**Отрывок**
Второй западный идеологический штамп касается экономических отношений в СССР, по сей день нам внушают, что в СССР работали из-под палки.
По обоим вопросам – обратимся к классикам.

***

Энгельс в своей книге «Антидюринг» допускает ряд ошибок: например, справедливо критикуя обоснование Дюринга начала мира во времени ссылкой на противоречивость понятия времени, он заранее отвергает то, что временная форма существования материи – лишь форма, и она пресуществляется. То есть: из «отсутствия» движения может всё таки возникать движение. В сингулярном состоянии понятия времени и пространства теряют смысл, имеют смысл квантовые флуктуации, которые вместе со спонтанным нарушением симметрии и играют роль первотолчка. Именно поэтому Стивен Хокинг пришел к выводу, что для объяснения мира не нужно привлекать версию бога.
Энгельс ловит Дюринга на воровстве у Гегеля формулировки о переходе количества в качество, у Канта - одной половинки антиномии о начале мира во времени, но упускает из виду другое воровство. Говоря у двух мужах, насильственно порабощенном и порабощающем, Дюринг копирует схему у того же Гегеля, который делит мир на благородных тимотических воинов, которые рискуют жизнью, и тех, кто им сдается и соглашается быть рабом, в терминах Новодворской – на винеров и лузеров.

Примеры противоречивости в математике, которые приводит Энгельс, не всегда адекватны, он не хочет видеть эмпирического происхождения понимания того, что часть меньше целого (на это указывает Локк), он предлагает считать белок уже отчасти живым, не понимая, что жизнь – это системный и популяционный феномен, и т.д.

**Задача a**
Пожалуйста, приведите часть отрывка о полемике Энгельса с Дюрингом заново, заменив «Локк» на «Юм». Начните со слов «Примеры противоречивости в» и закончите после слов «феномен, и т.д.».
Отрывок и записи происходят из разных источников.

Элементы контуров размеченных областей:
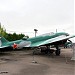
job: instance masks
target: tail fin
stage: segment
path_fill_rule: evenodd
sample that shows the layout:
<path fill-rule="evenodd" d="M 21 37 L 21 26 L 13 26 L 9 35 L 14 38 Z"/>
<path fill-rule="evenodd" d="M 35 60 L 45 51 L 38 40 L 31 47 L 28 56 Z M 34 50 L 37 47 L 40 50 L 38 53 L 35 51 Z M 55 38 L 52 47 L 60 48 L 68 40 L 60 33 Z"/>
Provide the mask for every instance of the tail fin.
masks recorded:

**Задача b**
Перепишите слово в слово записи от их начала до строки, содержащей «21 37 L 21 26», включая эту строку. Изображения в ответ не включайте.

**Полный ответ a**
Примеры противоречивости в математике, которые приводит Энгельс, не всегда адекватны, он не хочет видеть эмпирического происхождения понимания того, что часть меньше целого (на это указывает Юм), он предлагает считать белок уже отчасти живым, не понимая, что жизнь – это системный и популяционный феномен, и т.д.

**Полный ответ b**
job: instance masks
target: tail fin
stage: segment
path_fill_rule: evenodd
sample that shows the layout:
<path fill-rule="evenodd" d="M 21 37 L 21 26 L 13 26 L 9 35 L 14 38 Z"/>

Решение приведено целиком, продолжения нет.